(Supplied data)

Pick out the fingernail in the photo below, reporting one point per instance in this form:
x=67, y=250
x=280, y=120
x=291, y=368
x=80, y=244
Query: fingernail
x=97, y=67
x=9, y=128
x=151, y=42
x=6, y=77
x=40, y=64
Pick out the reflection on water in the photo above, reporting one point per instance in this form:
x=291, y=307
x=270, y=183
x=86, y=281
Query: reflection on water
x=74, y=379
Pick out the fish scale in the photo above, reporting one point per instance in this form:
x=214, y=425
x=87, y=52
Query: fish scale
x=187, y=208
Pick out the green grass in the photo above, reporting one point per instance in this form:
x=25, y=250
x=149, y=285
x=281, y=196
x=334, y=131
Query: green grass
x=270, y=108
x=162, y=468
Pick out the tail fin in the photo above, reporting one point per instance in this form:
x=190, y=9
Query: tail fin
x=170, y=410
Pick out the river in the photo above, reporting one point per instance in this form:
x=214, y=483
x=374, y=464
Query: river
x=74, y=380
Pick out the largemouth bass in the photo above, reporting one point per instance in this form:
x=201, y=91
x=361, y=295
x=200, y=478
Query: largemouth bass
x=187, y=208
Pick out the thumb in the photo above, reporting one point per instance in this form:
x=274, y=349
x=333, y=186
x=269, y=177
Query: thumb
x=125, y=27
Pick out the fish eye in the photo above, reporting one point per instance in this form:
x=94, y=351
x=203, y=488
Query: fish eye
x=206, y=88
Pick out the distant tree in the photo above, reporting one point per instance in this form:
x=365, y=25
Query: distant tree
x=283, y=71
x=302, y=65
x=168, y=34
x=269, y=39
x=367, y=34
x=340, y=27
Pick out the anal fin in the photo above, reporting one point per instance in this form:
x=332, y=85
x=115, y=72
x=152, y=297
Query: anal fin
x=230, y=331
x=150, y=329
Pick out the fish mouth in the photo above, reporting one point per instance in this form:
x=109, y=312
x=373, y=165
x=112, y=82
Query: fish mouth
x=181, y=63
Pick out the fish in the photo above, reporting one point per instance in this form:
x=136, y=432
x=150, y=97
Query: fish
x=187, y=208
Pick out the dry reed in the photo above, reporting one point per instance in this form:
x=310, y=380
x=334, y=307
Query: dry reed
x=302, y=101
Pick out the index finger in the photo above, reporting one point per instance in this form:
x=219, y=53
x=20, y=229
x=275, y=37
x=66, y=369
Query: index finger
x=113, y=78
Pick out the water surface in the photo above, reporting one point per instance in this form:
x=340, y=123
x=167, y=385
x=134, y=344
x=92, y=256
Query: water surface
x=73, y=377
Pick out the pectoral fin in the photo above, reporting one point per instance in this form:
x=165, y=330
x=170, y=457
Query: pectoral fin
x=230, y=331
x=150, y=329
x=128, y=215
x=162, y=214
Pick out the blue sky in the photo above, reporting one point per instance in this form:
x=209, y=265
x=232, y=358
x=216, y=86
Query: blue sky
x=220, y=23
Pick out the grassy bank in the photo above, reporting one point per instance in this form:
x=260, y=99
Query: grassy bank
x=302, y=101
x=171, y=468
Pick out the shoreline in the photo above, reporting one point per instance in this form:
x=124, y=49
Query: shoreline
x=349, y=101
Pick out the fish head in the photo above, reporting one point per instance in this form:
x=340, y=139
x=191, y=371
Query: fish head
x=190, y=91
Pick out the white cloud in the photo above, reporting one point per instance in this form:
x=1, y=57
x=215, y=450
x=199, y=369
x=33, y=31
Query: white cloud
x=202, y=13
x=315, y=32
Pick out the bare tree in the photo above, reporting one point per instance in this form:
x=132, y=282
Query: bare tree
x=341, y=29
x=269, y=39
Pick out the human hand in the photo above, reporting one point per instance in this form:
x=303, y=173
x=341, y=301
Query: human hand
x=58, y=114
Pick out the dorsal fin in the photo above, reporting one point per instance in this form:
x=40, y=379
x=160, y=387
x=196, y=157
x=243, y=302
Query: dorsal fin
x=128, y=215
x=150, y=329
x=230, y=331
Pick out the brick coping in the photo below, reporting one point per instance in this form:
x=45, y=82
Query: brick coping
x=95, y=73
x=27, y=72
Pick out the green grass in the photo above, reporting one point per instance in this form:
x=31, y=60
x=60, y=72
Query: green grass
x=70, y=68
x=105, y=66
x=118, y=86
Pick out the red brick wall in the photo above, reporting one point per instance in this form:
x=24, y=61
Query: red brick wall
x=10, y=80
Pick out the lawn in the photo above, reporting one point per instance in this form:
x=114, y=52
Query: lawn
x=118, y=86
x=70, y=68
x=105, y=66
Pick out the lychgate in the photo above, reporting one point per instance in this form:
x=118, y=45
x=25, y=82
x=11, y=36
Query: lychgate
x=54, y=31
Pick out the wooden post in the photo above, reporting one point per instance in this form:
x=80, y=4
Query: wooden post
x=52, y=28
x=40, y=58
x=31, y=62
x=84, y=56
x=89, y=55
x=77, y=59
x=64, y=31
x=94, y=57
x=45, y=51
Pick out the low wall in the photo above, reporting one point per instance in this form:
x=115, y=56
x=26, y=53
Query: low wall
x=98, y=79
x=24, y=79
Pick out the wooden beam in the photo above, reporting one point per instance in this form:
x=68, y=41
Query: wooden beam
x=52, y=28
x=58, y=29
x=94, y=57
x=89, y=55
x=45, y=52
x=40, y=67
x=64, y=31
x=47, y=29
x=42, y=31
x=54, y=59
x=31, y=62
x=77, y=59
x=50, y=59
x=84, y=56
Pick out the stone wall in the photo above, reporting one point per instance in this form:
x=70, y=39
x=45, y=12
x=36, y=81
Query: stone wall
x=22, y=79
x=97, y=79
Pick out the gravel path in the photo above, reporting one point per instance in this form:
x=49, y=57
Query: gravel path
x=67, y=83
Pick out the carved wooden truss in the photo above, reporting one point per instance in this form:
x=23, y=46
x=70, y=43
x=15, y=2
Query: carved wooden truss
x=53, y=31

(End Supplied data)

Give back the whole of the data above, exactly as written.

▶ Result of this exercise:
Pick out the fingernail in the photo below, reporting one point per instance in this form:
x=67, y=250
x=280, y=120
x=291, y=368
x=80, y=244
Query: fingernail
x=97, y=67
x=9, y=128
x=151, y=42
x=6, y=77
x=40, y=64
Pick out the reflection on water in the photo above, reporting one point per instance in this form:
x=291, y=307
x=270, y=183
x=86, y=281
Query: reflection on water
x=74, y=379
Pick out the fish scale in the photo above, reporting one point per instance in this form:
x=214, y=425
x=87, y=52
Query: fish scale
x=187, y=208
Pick out the green grass in the photo above, reporting one point per instance in this form:
x=25, y=250
x=149, y=285
x=281, y=196
x=334, y=131
Query: green grass
x=270, y=108
x=162, y=468
Pick out the tail fin in the photo above, reporting one point per instance in this form:
x=190, y=9
Query: tail fin
x=170, y=410
Pick out the river in the photo above, reporting one point per instance in this form:
x=214, y=483
x=374, y=464
Query: river
x=74, y=380
Pick out the largemouth bass in the photo above, reporting one point per instance in this form:
x=201, y=91
x=361, y=295
x=200, y=478
Query: largemouth bass
x=187, y=208
Pick out the thumb in the photo above, reporting one point per instance in this form:
x=274, y=349
x=333, y=186
x=269, y=177
Query: thumb
x=125, y=27
Pick out the fish eye in the photo above, reporting one point per instance in this form:
x=94, y=351
x=203, y=488
Query: fish eye
x=206, y=88
Pick out the distant tree in the photo above, reporting one point per instance in this form:
x=365, y=25
Query: distant tree
x=283, y=71
x=302, y=65
x=168, y=34
x=269, y=39
x=367, y=34
x=340, y=27
Pick out the anal fin in the photo above, reporting one point per instance in this form:
x=332, y=85
x=115, y=72
x=152, y=297
Query: anal fin
x=230, y=331
x=150, y=329
Pick out the fish mouth in the photo above, reporting one point per instance in this form:
x=109, y=312
x=373, y=165
x=112, y=82
Query: fish mouth
x=181, y=63
Pick out the fish in the photo above, reporting one point per instance in this form:
x=136, y=432
x=150, y=97
Query: fish
x=187, y=208
Pick out the dry reed in the photo above, reporting one point per instance in this form:
x=310, y=380
x=334, y=307
Query: dry reed
x=302, y=101
Pick out the index finger in the photo above, reporting one point per instance in this form:
x=219, y=53
x=20, y=229
x=275, y=37
x=66, y=369
Query: index finger
x=113, y=78
Pick out the water surface in the photo above, reporting one point per instance in this form:
x=340, y=123
x=167, y=385
x=134, y=344
x=92, y=256
Query: water surface
x=73, y=377
Pick out the pectoral fin in the photo above, reporting one point per instance in this form:
x=165, y=330
x=170, y=457
Query: pectoral fin
x=230, y=331
x=150, y=329
x=128, y=215
x=162, y=214
Pick out the blue sky in the photo above, reporting one point per instance in this form:
x=209, y=265
x=232, y=358
x=216, y=86
Query: blue sky
x=220, y=23
Pick out the grassy bank in the photo above, reporting one point per instance in this form:
x=260, y=99
Query: grassy bank
x=302, y=101
x=171, y=468
Pick out the shoreline in the photo above, reporting one point per instance in this form:
x=124, y=49
Query: shoreline
x=349, y=101
Pick out the fish head in the photo above, reporting one point per instance in this form:
x=340, y=139
x=191, y=371
Query: fish head
x=190, y=91
Pick out the white cloud in the photo above, reporting one point per instance in this form:
x=1, y=57
x=215, y=450
x=199, y=369
x=33, y=31
Query: white cloud
x=202, y=13
x=315, y=32
Pick out the bare tree in the photo above, reporting one point per instance in this form:
x=132, y=282
Query: bare tree
x=341, y=29
x=269, y=39
Pick out the human hand in the photo above, reporting one point per instance in this form:
x=303, y=173
x=341, y=301
Query: human hand
x=58, y=114
Pick out the dorsal fin in the photo above, reporting one point per instance in this form:
x=40, y=379
x=160, y=387
x=196, y=157
x=243, y=302
Query: dorsal fin
x=128, y=215
x=150, y=329
x=230, y=331
Pick out the brick coping in the photo below, reporting one point per instance in this form:
x=45, y=82
Query: brick coping
x=95, y=73
x=27, y=72
Pick out the green grass in the photo above, reporting one point per instance in this form:
x=31, y=60
x=60, y=72
Query: green grass
x=70, y=68
x=105, y=66
x=118, y=86
Pick out the red brick wall in the photo above, reporting one point per instance in this form:
x=24, y=61
Query: red brick wall
x=10, y=80
Pick out the lawn in the photo above, reporting one point per instance in this form:
x=114, y=52
Query: lawn
x=118, y=86
x=70, y=68
x=105, y=66
Pick out the lychgate in the photo above, reporting one point per instance in this form:
x=118, y=45
x=25, y=82
x=11, y=36
Query: lychgate
x=54, y=31
Pick out the wooden post in the photo above, reporting one point per instance in this form:
x=80, y=4
Query: wooden post
x=52, y=28
x=40, y=58
x=31, y=62
x=84, y=56
x=89, y=55
x=77, y=59
x=64, y=31
x=94, y=57
x=45, y=51
Pick out the low wall in the photo above, reporting one point per instance in this form:
x=115, y=56
x=26, y=53
Query: low wall
x=98, y=79
x=24, y=79
Pick out the wooden beam in the photo above, reporting one point per instance in this form:
x=68, y=41
Query: wooden beam
x=52, y=28
x=58, y=29
x=94, y=57
x=89, y=55
x=45, y=52
x=40, y=67
x=64, y=31
x=47, y=29
x=42, y=31
x=54, y=59
x=31, y=62
x=77, y=59
x=50, y=59
x=84, y=56
Pick out the stone wall in the photo above, reporting one point per instance in this form:
x=70, y=39
x=45, y=12
x=36, y=81
Query: stone wall
x=22, y=79
x=97, y=79
Pick out the gravel path in the photo above, reporting one point per instance in this form:
x=49, y=57
Query: gravel path
x=67, y=83
Pick out the carved wooden truss in the photo above, reporting one point per instance in this form:
x=23, y=46
x=70, y=43
x=15, y=2
Query: carved wooden truss
x=53, y=31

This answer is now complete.